Exercises to complete.
1 > Answer these questions using the passage on the Lahaina fire:
(a) Which fire did the Lahaina fire surpass as the deadliest in the United States in more than a century?
(b) About what share of the impacted area had the canine teams searched so far?
(c) How many of the people known to have died had been identified, according to the chief?
2 > Reproduce the stretch of the passage on the Lahaina fire from "Maui’s remoteness and" through "find more bodies.".

Excerpted passage.
----
On Saturday, Gov. Josh Green, a Democrat, and Deanne Criswell, the administrator of the Federal Emergency Management Agency, were among the officials from all levels of government who surveyed the destruction in Lahaina, a former capital of the Hawaiian kingdom, and pledged to help rebuild.

Still, residents have complained that the official response has been remarkably lacking, describing the scattered fire warnings on Tuesday as insufficient, and the response since then as a failure that has not met their overwhelming, urgent needs.

Maui’s remoteness and the scale of the destruction — the fire in Lahaina surpassed the once-unfathomable Camp fire of 2018 in California as the deadliest in the United States in more than a century — has made the response more challenging, officials said Saturday. They promised that more help was on the way.

“We said, ‘If something ever happened here, we’re 72 hours away from help ever coming,’” said Chief John Pelletier of the Maui Police Department. “And I think we proved that that’s probably pretty accurate.”

The chief described an emergency response that is still far from complete. He said that canine teams searching for cadavers only began working on the island on Saturday, and had so far searched only about 3 percent of the impacted area. Officials said they expected to find more bodies.

Of the people known to have died, the chief said that only two had been identified. He urged people searching for loved ones to take a DNA test that could help identify their remains.

“The remains we’re finding is through a fire that melted metal,” Chief Pelletier said. “We have to do rapid DNA to identify.”

As the search continued, people who stayed behind in West Maui said they heard little directly from the government and did not know what forms of official aid were available.
----
Source data.
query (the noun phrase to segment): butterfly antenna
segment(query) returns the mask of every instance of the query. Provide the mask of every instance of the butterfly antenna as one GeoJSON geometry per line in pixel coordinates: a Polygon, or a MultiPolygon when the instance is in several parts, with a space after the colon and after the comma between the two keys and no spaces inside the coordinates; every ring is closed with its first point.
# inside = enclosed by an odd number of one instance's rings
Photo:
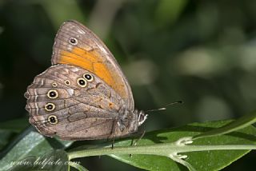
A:
{"type": "Polygon", "coordinates": [[[175,105],[175,104],[182,104],[182,103],[183,103],[182,101],[174,101],[174,102],[169,103],[169,104],[166,105],[166,107],[158,108],[158,109],[149,109],[149,110],[146,110],[145,112],[147,113],[147,112],[165,110],[165,109],[166,109],[167,106],[169,106],[169,105],[175,105]]]}

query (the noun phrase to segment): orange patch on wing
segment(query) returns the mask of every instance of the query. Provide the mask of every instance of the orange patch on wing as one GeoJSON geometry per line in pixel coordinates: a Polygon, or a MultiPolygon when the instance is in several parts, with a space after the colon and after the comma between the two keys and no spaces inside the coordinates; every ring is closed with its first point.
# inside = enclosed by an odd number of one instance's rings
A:
{"type": "Polygon", "coordinates": [[[63,50],[61,52],[59,63],[80,66],[96,74],[113,89],[116,87],[113,74],[95,50],[88,52],[78,47],[74,47],[72,52],[63,50]]]}
{"type": "Polygon", "coordinates": [[[74,47],[71,52],[62,50],[58,63],[70,64],[89,70],[102,79],[121,97],[127,97],[127,94],[124,91],[124,85],[120,82],[120,76],[108,68],[97,50],[87,51],[79,47],[74,47]]]}

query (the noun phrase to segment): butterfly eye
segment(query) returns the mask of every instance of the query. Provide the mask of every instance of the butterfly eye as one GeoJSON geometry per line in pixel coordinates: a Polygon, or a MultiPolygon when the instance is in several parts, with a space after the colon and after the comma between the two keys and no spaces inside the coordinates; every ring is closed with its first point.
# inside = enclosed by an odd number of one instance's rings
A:
{"type": "Polygon", "coordinates": [[[47,103],[46,105],[45,105],[45,109],[46,111],[53,111],[54,109],[55,109],[55,105],[53,103],[47,103]]]}
{"type": "Polygon", "coordinates": [[[47,97],[49,98],[57,98],[58,96],[58,91],[56,91],[55,89],[50,89],[47,93],[47,97]]]}
{"type": "Polygon", "coordinates": [[[78,40],[74,38],[71,38],[70,39],[70,43],[72,45],[78,45],[78,40]]]}
{"type": "Polygon", "coordinates": [[[78,78],[78,85],[79,85],[81,87],[86,87],[87,85],[86,80],[85,80],[84,78],[78,78]]]}
{"type": "Polygon", "coordinates": [[[70,86],[70,81],[66,80],[66,81],[65,81],[65,84],[66,84],[66,86],[70,86]]]}
{"type": "Polygon", "coordinates": [[[50,115],[48,117],[48,121],[51,124],[57,124],[58,123],[58,119],[55,115],[50,115]]]}
{"type": "Polygon", "coordinates": [[[86,78],[88,82],[92,82],[94,80],[93,76],[90,74],[83,74],[83,78],[86,78]]]}
{"type": "Polygon", "coordinates": [[[51,86],[53,86],[53,87],[57,87],[58,84],[56,82],[53,82],[51,86]]]}

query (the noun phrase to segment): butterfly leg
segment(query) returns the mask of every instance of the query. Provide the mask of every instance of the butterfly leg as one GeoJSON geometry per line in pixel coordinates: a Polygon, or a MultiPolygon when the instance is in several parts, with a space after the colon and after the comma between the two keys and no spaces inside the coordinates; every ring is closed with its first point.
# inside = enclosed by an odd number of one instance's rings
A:
{"type": "Polygon", "coordinates": [[[113,126],[111,129],[111,133],[110,133],[110,137],[112,138],[112,143],[111,143],[111,149],[114,149],[114,138],[115,138],[115,132],[118,125],[118,119],[115,119],[113,123],[113,126]]]}
{"type": "MultiPolygon", "coordinates": [[[[134,146],[137,145],[137,142],[138,142],[138,141],[140,141],[140,140],[144,137],[145,133],[146,133],[146,131],[144,130],[144,131],[142,133],[142,134],[140,135],[140,137],[138,137],[138,139],[137,139],[134,143],[134,138],[133,138],[133,139],[131,140],[131,142],[130,142],[130,146],[132,146],[132,145],[134,145],[134,146]]],[[[133,155],[132,155],[132,154],[129,154],[129,157],[132,157],[133,155]]]]}

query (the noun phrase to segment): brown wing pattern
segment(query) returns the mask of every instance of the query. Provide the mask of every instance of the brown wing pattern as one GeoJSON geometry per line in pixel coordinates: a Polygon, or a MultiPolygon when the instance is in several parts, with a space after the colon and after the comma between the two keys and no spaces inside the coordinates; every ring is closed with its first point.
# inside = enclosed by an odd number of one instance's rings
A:
{"type": "Polygon", "coordinates": [[[30,122],[45,135],[67,140],[110,137],[118,111],[126,108],[119,94],[97,75],[69,65],[38,75],[25,96],[30,122]]]}

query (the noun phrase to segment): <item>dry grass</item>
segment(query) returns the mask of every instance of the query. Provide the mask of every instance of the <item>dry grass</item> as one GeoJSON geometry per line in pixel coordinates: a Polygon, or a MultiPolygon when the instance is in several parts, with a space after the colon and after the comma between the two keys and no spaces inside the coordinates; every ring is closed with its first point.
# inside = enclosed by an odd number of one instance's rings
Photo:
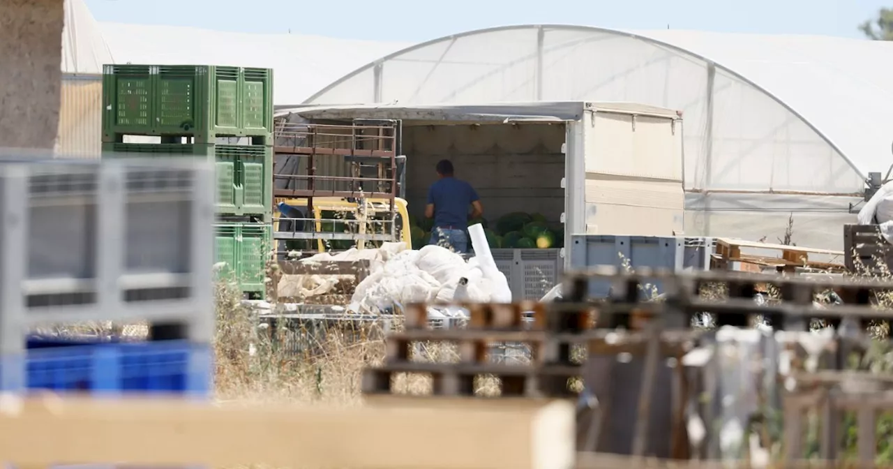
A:
{"type": "MultiPolygon", "coordinates": [[[[222,401],[288,401],[355,406],[362,403],[363,368],[380,364],[385,348],[381,324],[346,322],[319,329],[261,322],[242,305],[230,284],[217,286],[216,398],[222,401]],[[296,341],[300,347],[295,347],[296,341]],[[291,345],[291,347],[289,347],[291,345]]],[[[401,324],[391,324],[399,330],[401,324]]],[[[455,363],[453,344],[418,343],[416,361],[455,363]]],[[[476,383],[482,395],[497,395],[499,382],[483,377],[476,383]]],[[[395,392],[428,394],[431,378],[397,374],[395,392]]]]}

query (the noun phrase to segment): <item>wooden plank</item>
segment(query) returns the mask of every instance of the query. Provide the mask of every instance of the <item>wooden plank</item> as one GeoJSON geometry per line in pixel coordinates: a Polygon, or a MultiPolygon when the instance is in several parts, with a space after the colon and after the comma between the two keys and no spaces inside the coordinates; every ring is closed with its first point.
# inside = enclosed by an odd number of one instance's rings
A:
{"type": "Polygon", "coordinates": [[[89,398],[22,404],[0,412],[0,454],[20,466],[566,469],[574,459],[573,406],[562,401],[349,409],[89,398]]]}
{"type": "Polygon", "coordinates": [[[818,249],[814,247],[800,247],[797,246],[788,246],[784,244],[760,243],[755,241],[747,241],[745,239],[736,239],[733,238],[717,238],[717,245],[728,246],[730,247],[753,247],[756,249],[776,249],[793,251],[798,253],[828,254],[831,255],[843,255],[843,251],[833,251],[830,249],[818,249]]]}
{"type": "Polygon", "coordinates": [[[859,462],[873,464],[877,456],[877,415],[874,409],[862,408],[856,413],[856,447],[859,462]]]}
{"type": "Polygon", "coordinates": [[[286,275],[355,275],[362,281],[369,273],[369,261],[278,261],[286,275]]]}

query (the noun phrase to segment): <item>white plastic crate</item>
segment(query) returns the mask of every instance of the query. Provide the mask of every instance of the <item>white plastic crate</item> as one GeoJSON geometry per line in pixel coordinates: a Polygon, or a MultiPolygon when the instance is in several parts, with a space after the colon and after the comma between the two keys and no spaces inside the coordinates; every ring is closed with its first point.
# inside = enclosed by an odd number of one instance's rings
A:
{"type": "Polygon", "coordinates": [[[561,281],[561,249],[491,249],[497,268],[505,274],[512,299],[538,300],[561,281]]]}
{"type": "Polygon", "coordinates": [[[0,354],[37,323],[213,330],[213,187],[205,163],[0,161],[0,354]]]}

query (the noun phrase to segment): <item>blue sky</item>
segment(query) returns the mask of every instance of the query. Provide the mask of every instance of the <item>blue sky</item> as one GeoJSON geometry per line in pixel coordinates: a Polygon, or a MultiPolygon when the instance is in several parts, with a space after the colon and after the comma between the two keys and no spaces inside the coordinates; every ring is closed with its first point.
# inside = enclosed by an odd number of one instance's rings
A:
{"type": "Polygon", "coordinates": [[[862,38],[856,26],[893,6],[893,0],[86,1],[100,21],[406,42],[522,23],[862,38]]]}

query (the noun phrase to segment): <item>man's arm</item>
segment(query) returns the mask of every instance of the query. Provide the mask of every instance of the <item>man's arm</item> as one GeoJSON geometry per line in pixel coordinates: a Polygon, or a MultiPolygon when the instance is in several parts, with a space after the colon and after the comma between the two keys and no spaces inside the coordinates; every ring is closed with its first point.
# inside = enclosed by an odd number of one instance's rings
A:
{"type": "Polygon", "coordinates": [[[474,190],[474,188],[468,186],[472,189],[472,220],[475,218],[480,218],[484,214],[484,205],[480,205],[480,197],[478,197],[478,191],[474,190]]]}
{"type": "Polygon", "coordinates": [[[472,202],[472,220],[480,218],[484,214],[484,205],[480,205],[480,200],[472,202]]]}
{"type": "Polygon", "coordinates": [[[434,186],[428,188],[428,205],[425,205],[425,218],[434,218],[434,186]]]}

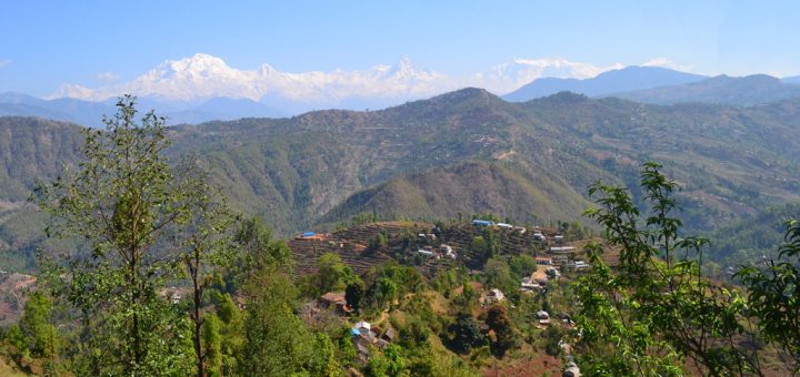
----
Expected outputs.
1 >
(a) The Camp fire of 2018 in California
(b) About 3 percent
(c) Only two

2 >
Maui’s remoteness and the scale of the destruction — the fire in Lahaina surpassed the once-unfathomable Camp fire of 2018 in California as the deadliest in the United States in more than a century — has made the response more challenging, officials said Saturday. They promised that more help was on the way.

“We said, ‘If something ever happened here, we’re 72 hours away from help ever coming,’” said Chief John Pelletier of the Maui Police Department. “And I think we proved that that’s probably pretty accurate.”

The chief described an emergency response that is still far from complete. He said that canine teams searching for cadavers only began working on the island on Saturday, and had so far searched only about 3 percent of the impacted area. Officials said they expected to find more bodies.